▸ Given instruction
Format every line of the records below as a numbered list, omitting blank lines and leaving out the pictures.

------ Stored records

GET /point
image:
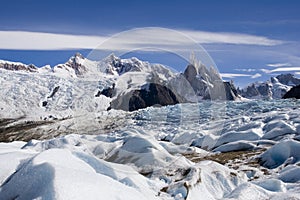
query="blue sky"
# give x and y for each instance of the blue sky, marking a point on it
(248, 40)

------------

▸ The output
1. GET /point
2. image:
3. query="blue sky"
4. # give x and y for each instance of the blue sky, marking a point on it
5. (248, 40)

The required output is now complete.